EXERCISE REQUIREMENTS:
Recast the records below as a Markdown table with the columns Row and Text, numbering each line and skipping blank ones, from the line with "A point marks every instance of the cloud" through the line with "Target: cloud", both included. Leave out the pictures.
####################
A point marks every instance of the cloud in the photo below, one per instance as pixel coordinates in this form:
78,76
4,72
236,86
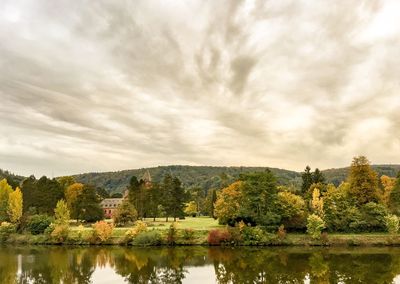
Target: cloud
####################
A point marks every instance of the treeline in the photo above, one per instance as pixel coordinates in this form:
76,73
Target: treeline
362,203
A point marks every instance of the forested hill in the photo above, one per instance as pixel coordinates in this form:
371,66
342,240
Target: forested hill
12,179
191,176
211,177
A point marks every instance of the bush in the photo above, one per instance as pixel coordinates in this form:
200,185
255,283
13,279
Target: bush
####################
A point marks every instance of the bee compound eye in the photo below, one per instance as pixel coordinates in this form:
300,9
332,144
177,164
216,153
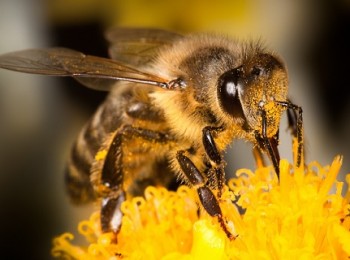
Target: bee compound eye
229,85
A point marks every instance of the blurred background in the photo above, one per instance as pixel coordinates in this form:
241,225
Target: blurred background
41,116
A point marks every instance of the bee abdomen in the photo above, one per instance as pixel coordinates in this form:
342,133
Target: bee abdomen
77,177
####################
TASK SOLUTION:
| Row | Text |
|---|---|
| 1 | A point marks every instance of the cloud in the photo below, one per instance as pixel coordinates in this form: |
| 2 | 78,76 |
| 3 | 4,72 |
| 4 | 236,86 |
| 5 | Target: cloud |